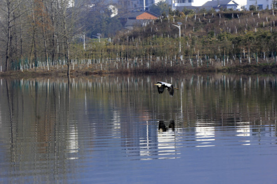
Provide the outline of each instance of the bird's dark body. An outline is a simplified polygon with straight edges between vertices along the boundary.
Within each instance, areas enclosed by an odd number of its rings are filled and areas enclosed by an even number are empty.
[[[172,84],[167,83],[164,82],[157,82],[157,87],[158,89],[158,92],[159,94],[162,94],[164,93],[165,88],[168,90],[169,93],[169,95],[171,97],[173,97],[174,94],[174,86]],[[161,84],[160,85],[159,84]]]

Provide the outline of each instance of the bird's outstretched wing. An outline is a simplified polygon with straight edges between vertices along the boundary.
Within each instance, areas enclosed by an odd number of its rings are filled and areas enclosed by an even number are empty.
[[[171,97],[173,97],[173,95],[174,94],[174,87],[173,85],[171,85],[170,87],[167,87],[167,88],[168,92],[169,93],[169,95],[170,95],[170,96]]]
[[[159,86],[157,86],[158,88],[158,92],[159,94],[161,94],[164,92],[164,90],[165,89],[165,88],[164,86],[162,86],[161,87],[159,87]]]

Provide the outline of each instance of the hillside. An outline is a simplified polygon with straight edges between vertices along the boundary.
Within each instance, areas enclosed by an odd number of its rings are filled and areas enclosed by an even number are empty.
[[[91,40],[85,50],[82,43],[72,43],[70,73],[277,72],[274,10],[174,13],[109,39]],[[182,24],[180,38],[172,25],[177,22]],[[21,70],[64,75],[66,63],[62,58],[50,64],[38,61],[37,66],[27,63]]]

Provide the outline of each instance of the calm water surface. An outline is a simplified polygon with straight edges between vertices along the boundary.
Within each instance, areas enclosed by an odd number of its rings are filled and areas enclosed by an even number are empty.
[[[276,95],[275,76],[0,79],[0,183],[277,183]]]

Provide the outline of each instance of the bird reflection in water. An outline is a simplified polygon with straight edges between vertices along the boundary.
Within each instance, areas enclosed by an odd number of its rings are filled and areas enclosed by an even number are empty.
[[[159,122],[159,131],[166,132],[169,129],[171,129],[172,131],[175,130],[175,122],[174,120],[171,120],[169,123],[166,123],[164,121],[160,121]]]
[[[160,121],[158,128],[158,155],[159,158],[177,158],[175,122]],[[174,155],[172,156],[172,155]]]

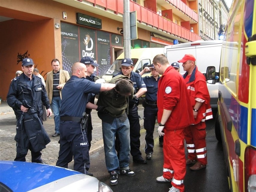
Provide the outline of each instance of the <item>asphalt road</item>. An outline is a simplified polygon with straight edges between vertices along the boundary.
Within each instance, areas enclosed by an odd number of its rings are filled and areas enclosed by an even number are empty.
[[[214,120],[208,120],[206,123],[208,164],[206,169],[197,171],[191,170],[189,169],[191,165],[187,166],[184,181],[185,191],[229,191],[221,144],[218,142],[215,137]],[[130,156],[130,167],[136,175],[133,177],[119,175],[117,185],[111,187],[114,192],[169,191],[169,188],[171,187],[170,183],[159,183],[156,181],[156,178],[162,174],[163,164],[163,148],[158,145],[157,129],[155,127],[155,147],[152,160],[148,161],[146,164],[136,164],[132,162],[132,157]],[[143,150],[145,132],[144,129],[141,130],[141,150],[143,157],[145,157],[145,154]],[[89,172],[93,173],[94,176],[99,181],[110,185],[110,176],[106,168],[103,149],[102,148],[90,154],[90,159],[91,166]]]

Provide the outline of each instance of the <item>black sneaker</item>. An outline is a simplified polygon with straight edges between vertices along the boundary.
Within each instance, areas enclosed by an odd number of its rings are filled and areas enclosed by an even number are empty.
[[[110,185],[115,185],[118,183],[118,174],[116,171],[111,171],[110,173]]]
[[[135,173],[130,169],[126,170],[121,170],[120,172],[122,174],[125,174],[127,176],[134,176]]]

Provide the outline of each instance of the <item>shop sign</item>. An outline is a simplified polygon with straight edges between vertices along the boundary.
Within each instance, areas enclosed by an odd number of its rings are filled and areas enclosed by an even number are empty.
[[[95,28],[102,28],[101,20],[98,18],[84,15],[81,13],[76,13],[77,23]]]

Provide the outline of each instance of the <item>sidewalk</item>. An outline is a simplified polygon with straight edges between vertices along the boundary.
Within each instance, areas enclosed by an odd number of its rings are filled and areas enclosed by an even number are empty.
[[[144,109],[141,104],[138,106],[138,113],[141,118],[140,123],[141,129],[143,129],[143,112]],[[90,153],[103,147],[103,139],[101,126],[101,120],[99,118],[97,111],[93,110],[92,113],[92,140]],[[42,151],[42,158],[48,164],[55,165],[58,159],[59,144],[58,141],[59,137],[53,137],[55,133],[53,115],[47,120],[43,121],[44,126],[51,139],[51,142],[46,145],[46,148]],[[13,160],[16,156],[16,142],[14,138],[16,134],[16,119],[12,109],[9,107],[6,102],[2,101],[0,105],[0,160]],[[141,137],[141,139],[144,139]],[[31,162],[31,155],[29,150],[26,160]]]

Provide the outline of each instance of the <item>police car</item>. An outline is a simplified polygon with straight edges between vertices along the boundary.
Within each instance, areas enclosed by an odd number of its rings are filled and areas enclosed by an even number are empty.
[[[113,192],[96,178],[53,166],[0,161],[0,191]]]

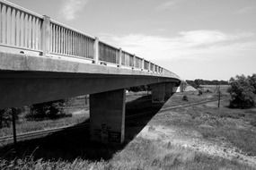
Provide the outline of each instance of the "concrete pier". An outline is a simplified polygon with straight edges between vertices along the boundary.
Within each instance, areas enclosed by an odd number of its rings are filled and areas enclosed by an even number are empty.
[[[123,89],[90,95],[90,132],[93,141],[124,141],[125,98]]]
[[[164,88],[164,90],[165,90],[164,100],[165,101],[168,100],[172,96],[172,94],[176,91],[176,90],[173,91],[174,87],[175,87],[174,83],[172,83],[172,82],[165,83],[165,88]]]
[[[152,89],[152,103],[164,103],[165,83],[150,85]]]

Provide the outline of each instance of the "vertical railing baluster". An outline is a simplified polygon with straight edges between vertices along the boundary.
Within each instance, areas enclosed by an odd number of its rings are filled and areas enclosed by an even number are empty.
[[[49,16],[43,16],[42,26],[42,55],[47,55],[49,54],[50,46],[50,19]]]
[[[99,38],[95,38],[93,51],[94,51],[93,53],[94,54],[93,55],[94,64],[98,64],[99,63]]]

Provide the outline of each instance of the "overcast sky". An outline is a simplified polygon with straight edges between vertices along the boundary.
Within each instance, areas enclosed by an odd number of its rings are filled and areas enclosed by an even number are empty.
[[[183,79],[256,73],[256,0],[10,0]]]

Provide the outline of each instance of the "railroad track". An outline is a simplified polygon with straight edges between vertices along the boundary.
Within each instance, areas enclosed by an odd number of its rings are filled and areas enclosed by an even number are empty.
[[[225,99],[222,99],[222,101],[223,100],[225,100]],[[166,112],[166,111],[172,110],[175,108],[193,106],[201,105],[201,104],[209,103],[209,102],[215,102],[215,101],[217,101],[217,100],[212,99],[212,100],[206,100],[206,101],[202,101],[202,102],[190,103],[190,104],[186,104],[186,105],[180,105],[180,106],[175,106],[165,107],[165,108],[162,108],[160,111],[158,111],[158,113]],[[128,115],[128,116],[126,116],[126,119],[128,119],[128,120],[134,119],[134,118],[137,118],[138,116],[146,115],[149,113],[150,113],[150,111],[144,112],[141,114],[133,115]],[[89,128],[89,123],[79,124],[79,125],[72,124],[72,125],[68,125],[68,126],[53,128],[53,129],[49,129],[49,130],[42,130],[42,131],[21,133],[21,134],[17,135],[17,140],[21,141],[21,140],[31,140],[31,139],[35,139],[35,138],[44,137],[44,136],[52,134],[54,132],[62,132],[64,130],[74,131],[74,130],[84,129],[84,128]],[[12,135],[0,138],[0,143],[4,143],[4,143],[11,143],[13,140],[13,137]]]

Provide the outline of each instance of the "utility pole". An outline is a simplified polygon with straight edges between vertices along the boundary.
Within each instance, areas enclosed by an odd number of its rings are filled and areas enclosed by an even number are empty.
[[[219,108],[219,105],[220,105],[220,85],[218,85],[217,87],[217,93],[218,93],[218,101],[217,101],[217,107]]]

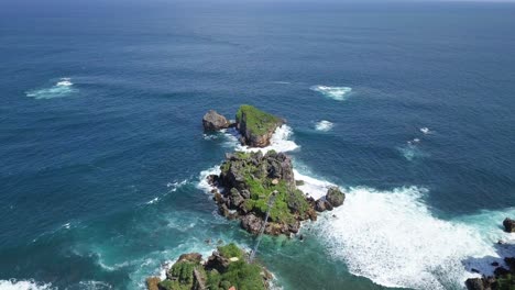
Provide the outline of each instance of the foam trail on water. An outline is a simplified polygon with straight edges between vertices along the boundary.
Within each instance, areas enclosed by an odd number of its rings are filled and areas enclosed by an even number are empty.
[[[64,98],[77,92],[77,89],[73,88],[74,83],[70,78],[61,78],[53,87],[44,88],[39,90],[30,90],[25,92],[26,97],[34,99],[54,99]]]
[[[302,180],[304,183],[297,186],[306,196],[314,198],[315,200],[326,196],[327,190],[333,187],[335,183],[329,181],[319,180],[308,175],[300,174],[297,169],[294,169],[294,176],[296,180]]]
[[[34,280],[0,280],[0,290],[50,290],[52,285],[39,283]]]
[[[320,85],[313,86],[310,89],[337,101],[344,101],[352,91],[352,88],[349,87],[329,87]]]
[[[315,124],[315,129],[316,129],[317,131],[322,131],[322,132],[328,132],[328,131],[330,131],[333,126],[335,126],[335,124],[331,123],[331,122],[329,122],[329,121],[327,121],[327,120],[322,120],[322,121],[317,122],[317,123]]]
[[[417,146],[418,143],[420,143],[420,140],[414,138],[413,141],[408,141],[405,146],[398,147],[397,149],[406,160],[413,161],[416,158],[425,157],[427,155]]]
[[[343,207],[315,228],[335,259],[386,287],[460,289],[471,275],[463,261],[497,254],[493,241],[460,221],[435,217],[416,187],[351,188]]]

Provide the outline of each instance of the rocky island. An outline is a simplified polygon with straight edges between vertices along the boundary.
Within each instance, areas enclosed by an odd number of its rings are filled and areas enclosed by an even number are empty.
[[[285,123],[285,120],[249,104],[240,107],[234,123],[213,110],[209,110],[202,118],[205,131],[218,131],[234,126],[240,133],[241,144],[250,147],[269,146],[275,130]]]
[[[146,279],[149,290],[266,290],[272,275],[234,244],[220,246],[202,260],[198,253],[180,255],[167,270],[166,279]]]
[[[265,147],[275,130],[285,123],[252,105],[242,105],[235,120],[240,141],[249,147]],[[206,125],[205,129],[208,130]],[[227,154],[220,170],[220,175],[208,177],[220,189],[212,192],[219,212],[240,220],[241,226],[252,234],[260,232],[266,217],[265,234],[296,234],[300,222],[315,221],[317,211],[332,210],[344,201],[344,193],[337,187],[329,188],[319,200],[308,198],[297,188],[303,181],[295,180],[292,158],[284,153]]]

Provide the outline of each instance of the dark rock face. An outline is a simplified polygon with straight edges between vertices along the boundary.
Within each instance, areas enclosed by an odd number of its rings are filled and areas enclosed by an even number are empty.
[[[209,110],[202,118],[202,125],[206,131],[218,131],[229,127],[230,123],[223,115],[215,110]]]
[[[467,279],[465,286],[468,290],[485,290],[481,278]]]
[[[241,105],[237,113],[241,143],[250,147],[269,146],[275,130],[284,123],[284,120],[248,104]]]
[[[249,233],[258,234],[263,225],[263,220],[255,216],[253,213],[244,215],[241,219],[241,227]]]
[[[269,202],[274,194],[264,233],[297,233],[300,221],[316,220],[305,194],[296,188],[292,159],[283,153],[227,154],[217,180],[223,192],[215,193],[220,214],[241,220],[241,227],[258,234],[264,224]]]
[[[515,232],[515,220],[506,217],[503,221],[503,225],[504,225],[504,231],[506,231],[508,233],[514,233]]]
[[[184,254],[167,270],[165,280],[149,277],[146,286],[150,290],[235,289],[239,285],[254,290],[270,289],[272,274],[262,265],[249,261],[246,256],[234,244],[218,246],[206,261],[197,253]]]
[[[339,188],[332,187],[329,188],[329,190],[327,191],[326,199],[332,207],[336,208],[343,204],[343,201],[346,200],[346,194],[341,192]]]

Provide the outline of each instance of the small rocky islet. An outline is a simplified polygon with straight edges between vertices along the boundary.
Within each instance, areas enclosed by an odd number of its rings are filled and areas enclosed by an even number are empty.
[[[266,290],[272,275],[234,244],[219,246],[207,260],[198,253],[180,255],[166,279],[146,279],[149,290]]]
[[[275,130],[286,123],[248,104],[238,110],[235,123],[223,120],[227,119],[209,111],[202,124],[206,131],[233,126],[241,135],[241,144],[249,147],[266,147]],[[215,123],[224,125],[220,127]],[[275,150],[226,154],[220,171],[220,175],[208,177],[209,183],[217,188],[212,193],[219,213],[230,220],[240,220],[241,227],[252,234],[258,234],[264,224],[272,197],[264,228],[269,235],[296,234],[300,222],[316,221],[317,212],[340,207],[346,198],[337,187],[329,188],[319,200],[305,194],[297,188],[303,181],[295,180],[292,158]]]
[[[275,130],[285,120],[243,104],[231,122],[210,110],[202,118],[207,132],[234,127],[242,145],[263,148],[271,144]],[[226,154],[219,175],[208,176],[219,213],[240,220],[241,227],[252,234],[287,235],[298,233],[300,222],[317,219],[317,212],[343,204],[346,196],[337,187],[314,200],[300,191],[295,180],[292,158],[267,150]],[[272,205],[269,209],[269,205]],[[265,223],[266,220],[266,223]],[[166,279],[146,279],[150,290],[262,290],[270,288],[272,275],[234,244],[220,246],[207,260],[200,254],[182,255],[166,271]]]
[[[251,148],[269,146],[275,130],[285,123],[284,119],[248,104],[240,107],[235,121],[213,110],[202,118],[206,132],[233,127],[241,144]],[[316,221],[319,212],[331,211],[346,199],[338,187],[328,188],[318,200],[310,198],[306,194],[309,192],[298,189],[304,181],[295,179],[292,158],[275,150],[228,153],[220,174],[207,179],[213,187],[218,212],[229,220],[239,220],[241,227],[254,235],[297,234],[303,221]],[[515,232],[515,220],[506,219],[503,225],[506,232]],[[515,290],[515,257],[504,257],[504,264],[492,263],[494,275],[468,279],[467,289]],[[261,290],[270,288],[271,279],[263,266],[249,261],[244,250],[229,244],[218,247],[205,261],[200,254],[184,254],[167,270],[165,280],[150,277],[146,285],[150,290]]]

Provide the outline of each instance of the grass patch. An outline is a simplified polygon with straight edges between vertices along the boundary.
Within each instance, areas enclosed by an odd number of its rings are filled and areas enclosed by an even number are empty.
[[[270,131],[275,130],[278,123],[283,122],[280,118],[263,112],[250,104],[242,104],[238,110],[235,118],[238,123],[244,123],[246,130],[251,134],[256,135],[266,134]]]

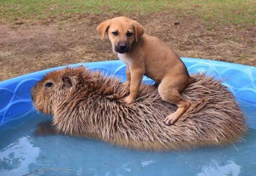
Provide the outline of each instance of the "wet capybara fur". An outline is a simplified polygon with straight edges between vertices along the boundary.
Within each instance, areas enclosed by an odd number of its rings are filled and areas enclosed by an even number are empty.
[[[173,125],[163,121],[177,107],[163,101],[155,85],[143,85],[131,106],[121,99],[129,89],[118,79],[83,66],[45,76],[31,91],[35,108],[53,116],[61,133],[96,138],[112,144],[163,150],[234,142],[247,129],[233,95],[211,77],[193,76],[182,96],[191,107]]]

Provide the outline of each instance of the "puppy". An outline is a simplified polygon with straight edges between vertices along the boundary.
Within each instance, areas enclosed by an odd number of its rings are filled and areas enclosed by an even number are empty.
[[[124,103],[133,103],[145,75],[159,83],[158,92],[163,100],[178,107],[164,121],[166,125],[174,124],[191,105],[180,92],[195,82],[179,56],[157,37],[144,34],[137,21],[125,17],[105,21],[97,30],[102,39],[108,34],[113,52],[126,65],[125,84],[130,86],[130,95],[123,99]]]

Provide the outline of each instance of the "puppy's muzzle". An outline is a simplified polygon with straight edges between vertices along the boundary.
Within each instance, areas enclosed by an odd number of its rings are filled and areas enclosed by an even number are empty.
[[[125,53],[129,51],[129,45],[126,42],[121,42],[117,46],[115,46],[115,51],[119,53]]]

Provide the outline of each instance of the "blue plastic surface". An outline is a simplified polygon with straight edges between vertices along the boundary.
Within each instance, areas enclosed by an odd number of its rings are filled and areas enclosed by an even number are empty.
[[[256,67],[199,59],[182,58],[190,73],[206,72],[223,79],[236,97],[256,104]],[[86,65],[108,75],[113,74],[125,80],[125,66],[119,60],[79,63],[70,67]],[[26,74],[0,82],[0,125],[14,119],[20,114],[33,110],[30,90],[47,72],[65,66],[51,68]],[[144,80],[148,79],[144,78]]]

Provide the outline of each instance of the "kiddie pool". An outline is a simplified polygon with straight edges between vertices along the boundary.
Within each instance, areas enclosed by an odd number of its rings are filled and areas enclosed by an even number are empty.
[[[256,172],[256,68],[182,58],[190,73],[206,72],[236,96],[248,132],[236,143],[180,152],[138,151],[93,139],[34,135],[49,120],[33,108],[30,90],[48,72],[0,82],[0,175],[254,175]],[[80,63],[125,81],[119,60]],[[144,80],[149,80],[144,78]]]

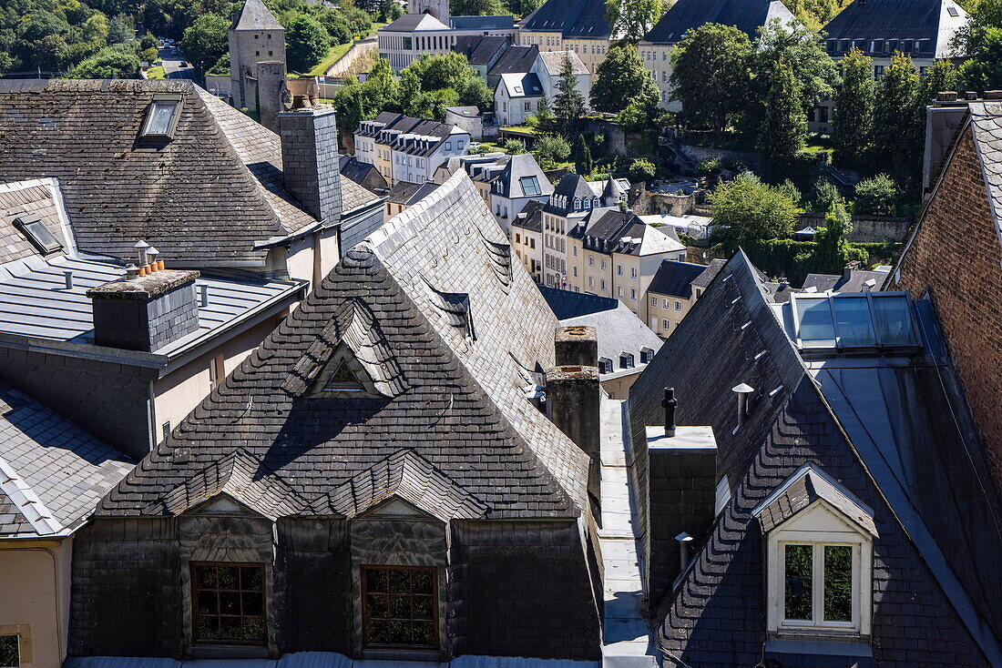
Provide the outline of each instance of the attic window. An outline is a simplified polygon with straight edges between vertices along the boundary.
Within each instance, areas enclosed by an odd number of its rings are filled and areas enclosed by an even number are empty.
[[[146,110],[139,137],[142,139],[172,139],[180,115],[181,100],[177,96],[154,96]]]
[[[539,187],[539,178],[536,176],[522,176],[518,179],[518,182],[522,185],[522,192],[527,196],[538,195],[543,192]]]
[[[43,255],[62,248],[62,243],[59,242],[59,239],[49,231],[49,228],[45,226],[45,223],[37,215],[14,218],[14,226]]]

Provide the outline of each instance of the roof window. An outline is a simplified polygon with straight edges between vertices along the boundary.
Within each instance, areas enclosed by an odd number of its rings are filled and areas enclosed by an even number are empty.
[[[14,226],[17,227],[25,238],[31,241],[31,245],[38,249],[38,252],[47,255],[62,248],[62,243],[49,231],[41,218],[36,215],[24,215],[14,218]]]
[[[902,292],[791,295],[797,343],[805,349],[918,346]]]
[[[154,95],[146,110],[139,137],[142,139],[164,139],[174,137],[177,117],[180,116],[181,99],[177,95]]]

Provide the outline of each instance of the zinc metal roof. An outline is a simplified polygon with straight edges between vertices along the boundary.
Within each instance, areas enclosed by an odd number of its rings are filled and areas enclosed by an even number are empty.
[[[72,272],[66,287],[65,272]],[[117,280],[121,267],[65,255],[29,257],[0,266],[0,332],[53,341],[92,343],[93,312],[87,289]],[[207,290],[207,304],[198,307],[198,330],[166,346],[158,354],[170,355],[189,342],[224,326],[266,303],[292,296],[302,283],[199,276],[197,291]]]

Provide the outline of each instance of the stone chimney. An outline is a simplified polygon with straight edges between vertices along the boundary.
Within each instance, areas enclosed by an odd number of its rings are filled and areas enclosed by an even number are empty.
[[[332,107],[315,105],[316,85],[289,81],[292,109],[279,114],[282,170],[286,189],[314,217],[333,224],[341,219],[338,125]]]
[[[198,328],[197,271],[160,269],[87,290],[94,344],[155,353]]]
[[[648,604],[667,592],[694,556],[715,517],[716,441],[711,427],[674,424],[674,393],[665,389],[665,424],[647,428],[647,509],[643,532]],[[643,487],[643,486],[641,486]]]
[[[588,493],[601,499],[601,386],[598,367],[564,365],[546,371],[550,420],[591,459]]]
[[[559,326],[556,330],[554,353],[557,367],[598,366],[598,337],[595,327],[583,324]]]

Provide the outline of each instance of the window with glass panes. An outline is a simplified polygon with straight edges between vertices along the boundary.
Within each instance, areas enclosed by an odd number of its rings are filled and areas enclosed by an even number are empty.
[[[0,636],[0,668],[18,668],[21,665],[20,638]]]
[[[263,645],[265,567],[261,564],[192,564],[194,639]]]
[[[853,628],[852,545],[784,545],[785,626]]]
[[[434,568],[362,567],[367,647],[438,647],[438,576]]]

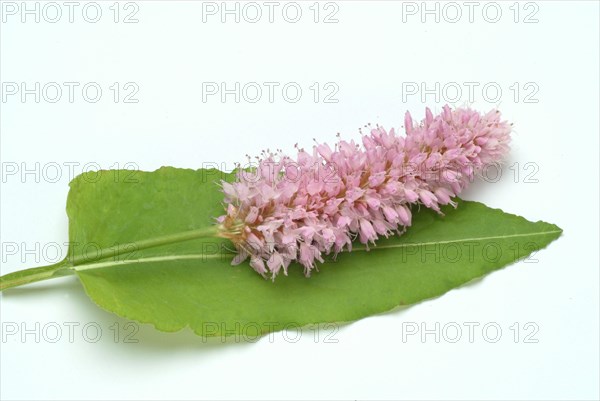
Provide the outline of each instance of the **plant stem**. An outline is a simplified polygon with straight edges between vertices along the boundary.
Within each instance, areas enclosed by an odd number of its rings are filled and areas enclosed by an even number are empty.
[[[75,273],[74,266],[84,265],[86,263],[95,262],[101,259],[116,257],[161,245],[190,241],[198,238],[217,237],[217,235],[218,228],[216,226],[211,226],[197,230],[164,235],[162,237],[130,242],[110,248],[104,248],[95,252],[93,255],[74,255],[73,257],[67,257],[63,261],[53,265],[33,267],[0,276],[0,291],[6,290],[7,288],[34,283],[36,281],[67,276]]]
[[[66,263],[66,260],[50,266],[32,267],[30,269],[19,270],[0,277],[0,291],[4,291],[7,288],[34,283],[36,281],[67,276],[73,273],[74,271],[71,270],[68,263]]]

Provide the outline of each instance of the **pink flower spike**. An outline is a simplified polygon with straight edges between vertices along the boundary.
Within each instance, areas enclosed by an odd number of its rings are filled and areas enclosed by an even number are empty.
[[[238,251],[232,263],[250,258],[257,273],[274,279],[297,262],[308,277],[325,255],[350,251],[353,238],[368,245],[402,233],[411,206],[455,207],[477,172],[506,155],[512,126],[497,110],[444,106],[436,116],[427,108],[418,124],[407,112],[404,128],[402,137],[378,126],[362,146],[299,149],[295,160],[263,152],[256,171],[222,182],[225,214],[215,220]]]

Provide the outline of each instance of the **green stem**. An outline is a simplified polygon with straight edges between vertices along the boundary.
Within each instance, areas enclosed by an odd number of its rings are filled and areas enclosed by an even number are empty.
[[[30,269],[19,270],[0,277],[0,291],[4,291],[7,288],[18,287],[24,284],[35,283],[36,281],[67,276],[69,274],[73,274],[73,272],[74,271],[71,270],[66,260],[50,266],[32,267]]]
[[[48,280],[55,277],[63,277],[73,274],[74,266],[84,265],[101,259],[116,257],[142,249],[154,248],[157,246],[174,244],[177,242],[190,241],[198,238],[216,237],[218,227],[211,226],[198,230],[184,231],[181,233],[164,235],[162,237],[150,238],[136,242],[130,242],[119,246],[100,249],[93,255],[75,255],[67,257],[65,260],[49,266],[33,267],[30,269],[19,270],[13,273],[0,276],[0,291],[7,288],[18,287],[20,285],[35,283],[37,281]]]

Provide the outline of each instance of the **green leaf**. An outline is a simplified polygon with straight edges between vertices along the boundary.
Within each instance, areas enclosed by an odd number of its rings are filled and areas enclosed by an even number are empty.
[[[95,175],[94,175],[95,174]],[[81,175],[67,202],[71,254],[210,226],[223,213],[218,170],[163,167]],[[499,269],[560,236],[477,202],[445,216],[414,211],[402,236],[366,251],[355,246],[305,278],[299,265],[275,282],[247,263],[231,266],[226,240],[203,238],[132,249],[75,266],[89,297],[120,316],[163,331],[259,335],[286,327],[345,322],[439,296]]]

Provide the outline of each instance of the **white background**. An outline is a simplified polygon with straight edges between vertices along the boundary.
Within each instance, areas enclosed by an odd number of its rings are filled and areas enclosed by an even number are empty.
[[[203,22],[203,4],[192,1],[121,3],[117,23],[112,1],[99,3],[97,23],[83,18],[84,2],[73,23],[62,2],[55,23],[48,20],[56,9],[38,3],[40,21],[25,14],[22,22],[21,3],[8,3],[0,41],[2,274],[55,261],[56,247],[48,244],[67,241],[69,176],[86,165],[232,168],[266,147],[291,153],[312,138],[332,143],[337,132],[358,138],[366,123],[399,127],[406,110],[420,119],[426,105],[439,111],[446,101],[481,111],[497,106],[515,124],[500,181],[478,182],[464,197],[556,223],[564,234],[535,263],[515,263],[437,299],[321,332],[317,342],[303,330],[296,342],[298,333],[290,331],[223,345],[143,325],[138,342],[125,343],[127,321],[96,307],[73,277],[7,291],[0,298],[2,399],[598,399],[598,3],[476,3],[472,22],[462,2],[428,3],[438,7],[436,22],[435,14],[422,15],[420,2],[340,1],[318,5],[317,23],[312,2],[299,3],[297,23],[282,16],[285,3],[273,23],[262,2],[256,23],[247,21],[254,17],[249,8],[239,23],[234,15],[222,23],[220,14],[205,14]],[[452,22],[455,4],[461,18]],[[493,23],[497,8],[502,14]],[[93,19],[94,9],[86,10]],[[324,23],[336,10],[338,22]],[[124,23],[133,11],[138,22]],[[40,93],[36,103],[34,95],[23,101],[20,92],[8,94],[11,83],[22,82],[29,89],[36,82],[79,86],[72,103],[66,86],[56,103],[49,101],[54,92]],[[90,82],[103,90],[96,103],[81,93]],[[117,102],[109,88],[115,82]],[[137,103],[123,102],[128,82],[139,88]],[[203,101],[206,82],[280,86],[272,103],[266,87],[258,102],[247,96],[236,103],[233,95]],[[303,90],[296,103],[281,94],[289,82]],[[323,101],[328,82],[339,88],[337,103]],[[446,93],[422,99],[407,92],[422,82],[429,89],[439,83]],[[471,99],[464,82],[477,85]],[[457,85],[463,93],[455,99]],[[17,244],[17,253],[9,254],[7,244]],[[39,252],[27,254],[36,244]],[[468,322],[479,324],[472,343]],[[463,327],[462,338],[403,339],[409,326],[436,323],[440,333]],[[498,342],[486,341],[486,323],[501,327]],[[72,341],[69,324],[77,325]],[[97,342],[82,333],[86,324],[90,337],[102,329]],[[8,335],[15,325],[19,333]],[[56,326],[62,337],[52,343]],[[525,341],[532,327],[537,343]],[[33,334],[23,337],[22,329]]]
#####
Set problem >>
Return every line that contains the word "rocky", and treat uppercase and lowercase as different.

Task result >>
Provide the outline of each instance of the rocky island. An outline is a simplified polygon with straight edges between vertices along the boundary.
Provide the outline of each instance of the small rocky islet. An outline is a simplified polygon with straight edges between vertices along the boundary.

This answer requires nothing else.